Records extracted:
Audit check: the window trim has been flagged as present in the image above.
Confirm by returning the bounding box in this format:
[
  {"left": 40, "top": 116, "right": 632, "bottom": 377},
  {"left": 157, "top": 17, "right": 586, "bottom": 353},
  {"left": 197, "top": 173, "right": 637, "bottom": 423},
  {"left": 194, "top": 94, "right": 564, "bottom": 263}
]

*WHAT TO PRODUCE*. Please express the records above as a JSON list of strings, with one string per line and no blank lines.

*RESPONSE TO THIS EXERCISE*.
[
  "Audit check: the window trim has been flagged as present in the image above.",
  "Confirm by returning the bounding box in this format:",
  "[",
  "  {\"left\": 40, \"top\": 116, \"right\": 632, \"bottom\": 377},",
  "  {\"left\": 157, \"top\": 17, \"right\": 586, \"bottom\": 353},",
  "  {\"left\": 197, \"top\": 173, \"right\": 637, \"bottom\": 423},",
  "  {\"left\": 194, \"top\": 94, \"right\": 564, \"bottom\": 263}",
  "]"
]